Word for word, retype each record shown below.

Data extracts.
· · · ·

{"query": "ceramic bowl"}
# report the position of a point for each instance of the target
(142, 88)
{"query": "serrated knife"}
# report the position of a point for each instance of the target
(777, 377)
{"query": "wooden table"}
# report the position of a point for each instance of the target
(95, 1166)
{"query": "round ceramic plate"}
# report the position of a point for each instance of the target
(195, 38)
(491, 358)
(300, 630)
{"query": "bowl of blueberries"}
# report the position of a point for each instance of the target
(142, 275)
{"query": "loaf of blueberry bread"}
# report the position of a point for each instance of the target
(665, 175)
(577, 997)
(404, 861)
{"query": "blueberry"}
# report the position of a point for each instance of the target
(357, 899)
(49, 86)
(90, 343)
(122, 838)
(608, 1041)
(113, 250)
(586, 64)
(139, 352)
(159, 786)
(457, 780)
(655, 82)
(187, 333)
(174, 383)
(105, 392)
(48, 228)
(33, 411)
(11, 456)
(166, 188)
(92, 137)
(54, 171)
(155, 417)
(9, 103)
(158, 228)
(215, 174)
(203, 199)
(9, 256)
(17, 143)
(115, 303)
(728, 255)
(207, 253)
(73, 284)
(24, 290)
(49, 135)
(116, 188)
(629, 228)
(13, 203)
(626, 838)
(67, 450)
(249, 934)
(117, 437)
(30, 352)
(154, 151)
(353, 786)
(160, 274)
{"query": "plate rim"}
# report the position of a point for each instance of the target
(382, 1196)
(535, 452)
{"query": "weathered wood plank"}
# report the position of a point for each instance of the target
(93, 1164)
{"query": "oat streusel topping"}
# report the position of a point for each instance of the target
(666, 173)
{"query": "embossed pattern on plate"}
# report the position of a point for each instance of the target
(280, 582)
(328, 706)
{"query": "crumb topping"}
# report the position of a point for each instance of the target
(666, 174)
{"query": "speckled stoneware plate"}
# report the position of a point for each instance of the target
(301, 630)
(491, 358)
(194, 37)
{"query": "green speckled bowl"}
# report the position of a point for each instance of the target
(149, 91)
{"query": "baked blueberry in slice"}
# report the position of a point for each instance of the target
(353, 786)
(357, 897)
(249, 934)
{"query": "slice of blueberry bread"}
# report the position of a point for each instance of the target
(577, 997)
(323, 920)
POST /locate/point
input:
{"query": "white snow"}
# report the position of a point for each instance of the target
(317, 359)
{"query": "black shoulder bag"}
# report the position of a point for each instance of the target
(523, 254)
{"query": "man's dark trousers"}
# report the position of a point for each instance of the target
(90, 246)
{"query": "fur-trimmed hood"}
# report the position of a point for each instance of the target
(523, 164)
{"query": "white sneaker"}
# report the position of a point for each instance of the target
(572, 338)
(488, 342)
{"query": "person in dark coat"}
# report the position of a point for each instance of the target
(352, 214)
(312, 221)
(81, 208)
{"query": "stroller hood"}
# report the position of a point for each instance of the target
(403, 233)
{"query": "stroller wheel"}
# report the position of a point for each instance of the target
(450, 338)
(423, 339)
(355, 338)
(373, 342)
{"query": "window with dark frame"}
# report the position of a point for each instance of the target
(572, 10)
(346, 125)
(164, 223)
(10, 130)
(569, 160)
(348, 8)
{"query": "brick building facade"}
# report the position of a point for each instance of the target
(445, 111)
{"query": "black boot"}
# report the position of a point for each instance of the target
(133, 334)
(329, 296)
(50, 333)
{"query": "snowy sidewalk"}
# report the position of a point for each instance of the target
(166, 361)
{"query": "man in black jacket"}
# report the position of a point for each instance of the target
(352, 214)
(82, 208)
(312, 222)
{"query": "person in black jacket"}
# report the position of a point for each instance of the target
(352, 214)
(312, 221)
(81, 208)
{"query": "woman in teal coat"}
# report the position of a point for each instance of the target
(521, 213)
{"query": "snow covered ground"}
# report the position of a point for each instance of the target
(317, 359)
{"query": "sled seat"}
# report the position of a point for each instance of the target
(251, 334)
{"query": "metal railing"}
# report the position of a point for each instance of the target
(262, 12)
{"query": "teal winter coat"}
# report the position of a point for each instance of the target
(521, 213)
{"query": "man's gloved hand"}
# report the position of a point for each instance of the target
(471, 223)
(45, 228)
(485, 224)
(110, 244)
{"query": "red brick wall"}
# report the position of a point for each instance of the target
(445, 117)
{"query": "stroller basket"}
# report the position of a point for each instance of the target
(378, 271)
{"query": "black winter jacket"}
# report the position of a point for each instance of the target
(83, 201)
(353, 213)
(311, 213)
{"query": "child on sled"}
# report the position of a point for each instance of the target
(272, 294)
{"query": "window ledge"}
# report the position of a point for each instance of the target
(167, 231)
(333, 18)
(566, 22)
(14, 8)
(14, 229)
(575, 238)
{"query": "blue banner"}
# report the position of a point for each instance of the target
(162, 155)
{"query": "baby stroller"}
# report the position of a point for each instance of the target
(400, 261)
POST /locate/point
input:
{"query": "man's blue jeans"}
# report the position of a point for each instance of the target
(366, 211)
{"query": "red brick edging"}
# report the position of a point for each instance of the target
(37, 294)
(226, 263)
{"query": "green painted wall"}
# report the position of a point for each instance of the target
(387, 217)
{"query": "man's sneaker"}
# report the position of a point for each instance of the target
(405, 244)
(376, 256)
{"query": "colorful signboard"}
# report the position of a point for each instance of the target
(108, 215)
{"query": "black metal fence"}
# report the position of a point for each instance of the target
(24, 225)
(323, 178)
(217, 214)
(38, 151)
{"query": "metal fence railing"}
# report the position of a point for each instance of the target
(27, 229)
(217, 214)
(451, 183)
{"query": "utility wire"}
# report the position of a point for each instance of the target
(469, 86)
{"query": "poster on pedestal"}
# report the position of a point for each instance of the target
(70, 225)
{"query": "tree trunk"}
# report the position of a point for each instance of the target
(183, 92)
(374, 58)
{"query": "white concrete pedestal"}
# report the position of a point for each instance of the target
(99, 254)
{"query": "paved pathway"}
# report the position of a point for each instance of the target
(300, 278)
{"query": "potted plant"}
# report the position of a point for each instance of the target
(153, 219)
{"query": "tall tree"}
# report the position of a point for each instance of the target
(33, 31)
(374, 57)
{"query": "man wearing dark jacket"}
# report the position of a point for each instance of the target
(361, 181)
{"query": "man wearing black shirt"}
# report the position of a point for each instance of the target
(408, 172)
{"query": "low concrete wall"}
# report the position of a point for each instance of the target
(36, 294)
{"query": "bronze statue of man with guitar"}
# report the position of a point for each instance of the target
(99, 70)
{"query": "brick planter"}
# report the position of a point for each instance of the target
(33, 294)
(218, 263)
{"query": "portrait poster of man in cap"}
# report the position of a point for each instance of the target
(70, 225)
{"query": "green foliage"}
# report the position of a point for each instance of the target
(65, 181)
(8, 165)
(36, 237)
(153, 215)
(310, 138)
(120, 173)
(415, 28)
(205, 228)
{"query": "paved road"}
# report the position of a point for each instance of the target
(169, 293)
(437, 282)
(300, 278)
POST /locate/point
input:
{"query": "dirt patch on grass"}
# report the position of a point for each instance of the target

· · · ·

Task answer.
{"query": "ceramic bowl"}
# report the position of a point for each instance of the target
(142, 88)
{"query": "serrated knife"}
# report the position of a point for each instance of the target
(777, 377)
{"query": "wooden table"}
# report the position of a point for each instance of the target
(95, 1166)
{"query": "round ceramic plate"}
# report the position of a point for each instance of the target
(195, 38)
(491, 358)
(300, 630)
{"query": "bowl of blueberries"}
# report the position of a point for each instance of the target
(142, 275)
{"query": "loaf of blueberry bread"}
# report the position of a point for each instance of the target
(665, 175)
(577, 997)
(404, 861)
{"query": "blueberry"}
# report the position of a point for each instance of the target
(357, 899)
(49, 86)
(90, 343)
(122, 838)
(608, 1041)
(113, 250)
(586, 64)
(139, 352)
(159, 786)
(457, 780)
(655, 82)
(187, 333)
(174, 383)
(105, 392)
(48, 228)
(33, 411)
(11, 456)
(166, 188)
(92, 137)
(54, 171)
(155, 417)
(9, 103)
(158, 228)
(215, 174)
(203, 199)
(9, 256)
(17, 143)
(115, 303)
(728, 255)
(207, 253)
(73, 284)
(24, 290)
(49, 135)
(116, 188)
(629, 228)
(13, 203)
(626, 838)
(67, 450)
(249, 934)
(117, 437)
(30, 352)
(154, 151)
(353, 786)
(160, 274)
{"query": "plate rim"}
# report the position of a point for each instance of the target
(382, 1196)
(535, 452)
{"query": "weathered wood plank"}
# report the position of a point for each instance of the target
(93, 1164)
{"query": "oat streusel topping"}
# report the position of a point for each instance of the target
(666, 173)
{"query": "embossed pattern on plate"}
# report the position of a point for each instance of the target
(280, 582)
(328, 706)
{"query": "crumb topping"}
# report the position of a point for each instance of the target
(666, 174)
{"query": "speckled stoneware plate"}
# report the position of a point for each instance of the target
(301, 630)
(491, 358)
(194, 37)
{"query": "green speckled bowl"}
# report the position of a point for each instance of the target
(149, 91)
{"query": "baked blueberry in slice"}
# report the position of a point for each instance of the target
(353, 786)
(357, 897)
(249, 934)
{"query": "slice of blueberry bread"}
# report the position of a point for each instance of the target
(577, 997)
(323, 920)
POST /locate/point
input:
{"query": "white snow"}
# report the position of a point for each instance of the target
(317, 359)
{"query": "black shoulder bag"}
# report the position of a point for each instance of the target
(523, 254)
{"query": "man's dark trousers"}
# report the position of a point for each instance of the target
(90, 246)
{"query": "fur-trimmed hood"}
# report the position of a point for each instance of the target
(523, 164)
{"query": "white sneaker"}
# report the position of a point for each instance of the target
(572, 338)
(488, 342)
{"query": "person in dark coat"}
# report the position of a point for each instance of the target
(352, 214)
(312, 221)
(81, 208)
{"query": "stroller hood"}
# report the position of a point for each instance of the target
(403, 233)
{"query": "stroller wheel"}
# report the position of a point for each instance of the target
(450, 338)
(423, 339)
(355, 338)
(373, 342)
{"query": "window with dark frame"}
# report the position of a point for each instance of the target
(572, 10)
(346, 125)
(164, 223)
(10, 130)
(569, 160)
(348, 8)
{"query": "brick building facade"}
# report the position of a point for each instance of the target
(445, 111)
{"query": "black boot"}
# report the position of a point for each instance of the target
(133, 334)
(329, 296)
(50, 333)
{"query": "snowy sidewalk"}
# report the position of a point for each instance of the target
(166, 361)
{"query": "man in black jacket"}
# report the position of a point for each instance of the target
(352, 214)
(82, 208)
(312, 222)
{"query": "person in black jacket"}
# report the position of a point for each instance of the target
(352, 214)
(312, 221)
(81, 208)
{"query": "woman in teal coat"}
# report the position of a point for each instance of the target
(521, 213)
{"query": "snow covered ground"}
# report the position of a point for each instance of the target
(317, 359)
{"query": "sled seat"}
# report the position of a point for each instance of the target
(251, 334)
{"query": "metal railing"}
# report the position of a point for each instance of the target
(262, 12)
{"query": "teal winter coat"}
# report the position of a point for each instance of the target
(521, 213)
{"query": "man's gloved hand"}
# report the position of a point for each instance of the target
(471, 223)
(45, 228)
(485, 224)
(110, 244)
{"query": "red brick wall"}
# report the position of a point for each instance of the target
(445, 117)
{"query": "stroller basket"}
# report the position of a point for each instance of the target
(378, 271)
{"query": "black winter jacket"}
# report the position of a point for each instance of the target
(83, 201)
(353, 213)
(311, 213)
{"query": "child on sled"}
# report the position of a point for each instance of the target
(272, 294)
{"query": "window ledge"}
# report the position of a point for each instance of the target
(167, 231)
(333, 18)
(566, 22)
(14, 8)
(14, 229)
(575, 238)
{"query": "blue banner"}
# report the position of a point for each instance of the target
(162, 155)
{"query": "baby stroller"}
# report the position of a point for each instance of the target
(400, 261)
POST /locate/point
input:
{"query": "man's blue jeans"}
# report the position of a point for each instance of the target
(366, 211)
{"query": "red brick edging"}
# report the position of a point for each instance of the target
(37, 294)
(226, 263)
{"query": "green painted wall"}
# report the position of a point for each instance of the target
(387, 217)
{"query": "man's sneaker"}
# report the position of a point for each instance of the target
(405, 244)
(376, 256)
{"query": "colorful signboard"}
# report the position of a point for each instance of the target
(108, 215)
{"query": "black metal fence"}
# report the position of a point for each instance of the target
(24, 225)
(323, 178)
(217, 214)
(38, 151)
{"query": "metal fence railing"}
# report the position of a point for each instance of the target
(27, 229)
(217, 214)
(451, 183)
{"query": "utility wire"}
# report the position of a point for each instance of the target
(469, 86)
{"query": "poster on pedestal"}
# report the position of a point for each instance of the target
(70, 225)
{"query": "tree trunk"}
# report the position of a point for each instance of the target
(183, 92)
(374, 58)
{"query": "white concrete pedestal"}
# report the position of a point for each instance of the target
(99, 254)
{"query": "paved pathway"}
# report the position of a point for each instance of the target
(300, 278)
{"query": "potted plant"}
# report the position of a point for each instance of the target
(153, 219)
{"query": "tall tree"}
# report the position of a point for each instance of the target
(33, 31)
(374, 57)
{"query": "man wearing dark jacket"}
# report the position of a point for each instance of the target
(361, 181)
{"query": "man wearing black shirt"}
# report the position of a point for each instance of the target
(408, 172)
{"query": "low concrete wall"}
# report the position of a point for each instance of the target
(36, 294)
{"query": "bronze statue of man with guitar"}
# report the position of a point for each instance of the target
(99, 70)
{"query": "brick planter"}
# report the position of a point for each instance of the target
(33, 294)
(218, 263)
{"query": "portrait poster of man in cap"}
# report the position of a point for each instance of the target
(70, 225)
{"query": "green foliage"}
# report the position of a point for each instance of the target
(65, 181)
(8, 165)
(36, 237)
(153, 215)
(310, 138)
(120, 173)
(415, 28)
(205, 228)
{"query": "paved road"}
# report the position of a point for each instance of the target
(169, 293)
(437, 282)
(300, 278)
POST /locate/point
input:
{"query": "dirt patch on grass"}
# report the position of a point for each instance of the target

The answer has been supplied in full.